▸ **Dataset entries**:

■ ■ ■

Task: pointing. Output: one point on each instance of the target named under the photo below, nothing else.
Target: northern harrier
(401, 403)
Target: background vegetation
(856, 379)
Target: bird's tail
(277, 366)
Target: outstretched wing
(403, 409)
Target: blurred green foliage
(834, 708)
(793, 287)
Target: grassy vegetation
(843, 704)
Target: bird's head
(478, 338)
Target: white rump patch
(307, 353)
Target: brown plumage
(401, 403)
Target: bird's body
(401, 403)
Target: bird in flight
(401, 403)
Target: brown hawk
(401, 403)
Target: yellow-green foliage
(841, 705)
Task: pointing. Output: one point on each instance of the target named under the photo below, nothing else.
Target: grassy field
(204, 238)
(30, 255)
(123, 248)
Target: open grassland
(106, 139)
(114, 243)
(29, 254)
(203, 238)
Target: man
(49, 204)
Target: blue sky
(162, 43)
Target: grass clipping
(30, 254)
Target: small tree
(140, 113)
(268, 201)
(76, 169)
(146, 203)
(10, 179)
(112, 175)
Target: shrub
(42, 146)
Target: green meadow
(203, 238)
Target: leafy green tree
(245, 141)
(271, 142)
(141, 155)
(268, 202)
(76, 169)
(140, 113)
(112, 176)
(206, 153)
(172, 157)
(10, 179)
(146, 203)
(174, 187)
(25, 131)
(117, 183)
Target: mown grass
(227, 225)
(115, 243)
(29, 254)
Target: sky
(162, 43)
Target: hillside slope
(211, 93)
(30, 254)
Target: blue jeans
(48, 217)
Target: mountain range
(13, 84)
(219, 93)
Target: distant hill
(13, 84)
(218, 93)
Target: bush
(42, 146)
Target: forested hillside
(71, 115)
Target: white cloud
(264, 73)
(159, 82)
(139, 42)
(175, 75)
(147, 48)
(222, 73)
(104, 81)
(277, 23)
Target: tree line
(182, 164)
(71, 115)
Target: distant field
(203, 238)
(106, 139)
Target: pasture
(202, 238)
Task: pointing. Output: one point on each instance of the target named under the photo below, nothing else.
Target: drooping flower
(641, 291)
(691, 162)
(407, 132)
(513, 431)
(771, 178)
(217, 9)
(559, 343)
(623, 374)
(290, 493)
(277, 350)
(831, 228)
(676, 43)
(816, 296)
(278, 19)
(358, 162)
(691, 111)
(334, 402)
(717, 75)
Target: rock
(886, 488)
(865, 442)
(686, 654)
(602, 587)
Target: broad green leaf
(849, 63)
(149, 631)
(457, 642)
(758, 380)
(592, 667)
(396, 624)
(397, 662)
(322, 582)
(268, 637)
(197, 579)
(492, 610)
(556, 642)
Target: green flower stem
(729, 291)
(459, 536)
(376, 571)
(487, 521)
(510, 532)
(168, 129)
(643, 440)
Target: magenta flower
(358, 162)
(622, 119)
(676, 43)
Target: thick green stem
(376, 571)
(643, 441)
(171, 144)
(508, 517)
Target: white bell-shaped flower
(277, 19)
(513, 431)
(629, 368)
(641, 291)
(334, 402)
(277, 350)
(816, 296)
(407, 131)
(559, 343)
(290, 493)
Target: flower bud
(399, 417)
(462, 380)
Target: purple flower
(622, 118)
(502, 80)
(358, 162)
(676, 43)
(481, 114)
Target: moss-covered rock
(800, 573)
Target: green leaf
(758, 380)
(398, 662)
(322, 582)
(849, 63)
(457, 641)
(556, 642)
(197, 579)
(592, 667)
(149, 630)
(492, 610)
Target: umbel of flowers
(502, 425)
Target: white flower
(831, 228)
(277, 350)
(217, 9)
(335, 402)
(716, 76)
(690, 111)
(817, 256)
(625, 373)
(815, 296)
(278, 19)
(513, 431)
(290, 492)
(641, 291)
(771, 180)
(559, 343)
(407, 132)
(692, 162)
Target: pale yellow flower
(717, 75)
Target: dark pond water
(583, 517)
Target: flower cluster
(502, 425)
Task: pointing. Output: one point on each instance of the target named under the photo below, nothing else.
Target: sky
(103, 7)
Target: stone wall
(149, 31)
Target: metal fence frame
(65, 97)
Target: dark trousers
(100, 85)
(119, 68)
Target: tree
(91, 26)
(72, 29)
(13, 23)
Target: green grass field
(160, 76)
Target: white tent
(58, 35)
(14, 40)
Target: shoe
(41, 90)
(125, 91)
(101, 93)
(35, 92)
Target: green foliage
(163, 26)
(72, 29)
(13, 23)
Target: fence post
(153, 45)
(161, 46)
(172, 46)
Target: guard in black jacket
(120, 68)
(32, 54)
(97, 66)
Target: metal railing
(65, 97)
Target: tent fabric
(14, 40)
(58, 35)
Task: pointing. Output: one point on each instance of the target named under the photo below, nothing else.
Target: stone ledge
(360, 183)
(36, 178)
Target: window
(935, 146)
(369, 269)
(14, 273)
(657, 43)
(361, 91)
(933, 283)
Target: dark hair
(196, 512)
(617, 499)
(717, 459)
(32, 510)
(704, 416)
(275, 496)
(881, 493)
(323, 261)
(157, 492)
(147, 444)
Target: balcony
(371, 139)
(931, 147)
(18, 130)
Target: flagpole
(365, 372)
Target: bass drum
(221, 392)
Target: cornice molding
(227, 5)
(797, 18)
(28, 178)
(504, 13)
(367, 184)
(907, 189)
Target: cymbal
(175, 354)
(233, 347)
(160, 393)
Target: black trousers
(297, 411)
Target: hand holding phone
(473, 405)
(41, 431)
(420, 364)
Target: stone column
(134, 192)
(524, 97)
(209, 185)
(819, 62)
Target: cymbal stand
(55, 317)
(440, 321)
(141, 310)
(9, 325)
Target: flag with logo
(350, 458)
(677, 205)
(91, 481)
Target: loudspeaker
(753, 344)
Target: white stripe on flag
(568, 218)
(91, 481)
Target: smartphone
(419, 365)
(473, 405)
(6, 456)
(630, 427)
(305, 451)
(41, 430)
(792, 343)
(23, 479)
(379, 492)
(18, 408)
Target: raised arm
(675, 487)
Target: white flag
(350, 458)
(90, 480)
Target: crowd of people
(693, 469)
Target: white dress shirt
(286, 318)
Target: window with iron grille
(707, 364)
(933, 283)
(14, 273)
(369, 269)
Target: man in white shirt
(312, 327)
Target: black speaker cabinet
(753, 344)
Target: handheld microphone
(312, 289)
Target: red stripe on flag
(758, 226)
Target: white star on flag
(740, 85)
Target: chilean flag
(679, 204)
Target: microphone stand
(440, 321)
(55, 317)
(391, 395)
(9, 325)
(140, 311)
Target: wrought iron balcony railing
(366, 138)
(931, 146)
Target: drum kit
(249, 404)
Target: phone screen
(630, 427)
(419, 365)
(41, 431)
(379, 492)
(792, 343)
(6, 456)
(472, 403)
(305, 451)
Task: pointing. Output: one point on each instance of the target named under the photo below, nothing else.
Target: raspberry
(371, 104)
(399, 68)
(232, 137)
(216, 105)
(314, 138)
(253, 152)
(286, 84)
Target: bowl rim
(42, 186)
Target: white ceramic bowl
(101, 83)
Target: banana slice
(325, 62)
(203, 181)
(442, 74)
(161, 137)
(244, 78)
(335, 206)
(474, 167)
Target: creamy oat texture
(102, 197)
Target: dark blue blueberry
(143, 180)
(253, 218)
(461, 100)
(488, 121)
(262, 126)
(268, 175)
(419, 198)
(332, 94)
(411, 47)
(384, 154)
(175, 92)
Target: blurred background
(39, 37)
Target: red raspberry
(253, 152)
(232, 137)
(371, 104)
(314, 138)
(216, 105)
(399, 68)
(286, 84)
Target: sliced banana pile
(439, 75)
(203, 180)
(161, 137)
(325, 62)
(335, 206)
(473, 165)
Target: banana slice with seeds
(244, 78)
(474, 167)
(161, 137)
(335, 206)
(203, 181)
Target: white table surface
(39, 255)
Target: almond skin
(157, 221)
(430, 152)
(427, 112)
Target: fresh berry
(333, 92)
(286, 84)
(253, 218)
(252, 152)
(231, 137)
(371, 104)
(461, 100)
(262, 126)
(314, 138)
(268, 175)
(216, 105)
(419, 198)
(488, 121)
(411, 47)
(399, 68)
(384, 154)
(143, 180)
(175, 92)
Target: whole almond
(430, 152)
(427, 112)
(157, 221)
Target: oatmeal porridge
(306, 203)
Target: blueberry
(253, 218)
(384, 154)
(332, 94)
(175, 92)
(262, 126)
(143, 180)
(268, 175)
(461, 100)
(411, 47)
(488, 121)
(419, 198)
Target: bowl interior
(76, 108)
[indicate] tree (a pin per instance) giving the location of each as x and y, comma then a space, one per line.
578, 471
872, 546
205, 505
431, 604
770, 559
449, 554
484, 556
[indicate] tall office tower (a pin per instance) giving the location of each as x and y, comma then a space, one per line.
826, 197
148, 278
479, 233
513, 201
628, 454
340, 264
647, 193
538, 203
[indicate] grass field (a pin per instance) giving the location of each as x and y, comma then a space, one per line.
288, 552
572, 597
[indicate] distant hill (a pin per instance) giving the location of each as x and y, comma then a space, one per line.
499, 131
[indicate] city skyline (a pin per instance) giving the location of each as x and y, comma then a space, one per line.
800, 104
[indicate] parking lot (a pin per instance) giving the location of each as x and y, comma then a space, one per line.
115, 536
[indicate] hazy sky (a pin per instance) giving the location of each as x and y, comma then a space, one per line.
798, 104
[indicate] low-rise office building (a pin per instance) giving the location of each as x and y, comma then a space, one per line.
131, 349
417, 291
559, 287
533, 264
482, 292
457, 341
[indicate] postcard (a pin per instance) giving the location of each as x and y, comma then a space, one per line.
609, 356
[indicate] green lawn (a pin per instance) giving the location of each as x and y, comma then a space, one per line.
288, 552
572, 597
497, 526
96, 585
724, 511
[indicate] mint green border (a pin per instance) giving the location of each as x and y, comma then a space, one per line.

■ ■ ■

▸ **GOAL OF THE EXERCISE**:
Restate word for word each line of the data from the one with "[indicate] parking lot" to the last, keeping both ends.

▸ **RESULT OF THE EXERCISE**:
[indicate] parking lot (a pin per instance) giving the location of each as x and y, comma then a space, one per line.
115, 536
[indicate] hazy sky (a pin per instance) giving the location of each as x and y, comma then a space, one per line.
798, 104
[indicate] low-rise office building (a pin per instance) giving the location of each as x and y, comma then a space, one per line.
131, 349
417, 291
559, 287
533, 264
482, 292
457, 341
[indicate] postcard (a pin per instance) giving the location of each as x and y, comma then a space, one per line.
609, 356
[indicate] green lawn (a pin per instance) giving the location of each as x and y, comma then a space, one per line.
288, 552
572, 597
497, 526
96, 585
724, 511
[indicate] mint green border (a pin per instance) giving the location of each as x and y, comma then a space, one per line.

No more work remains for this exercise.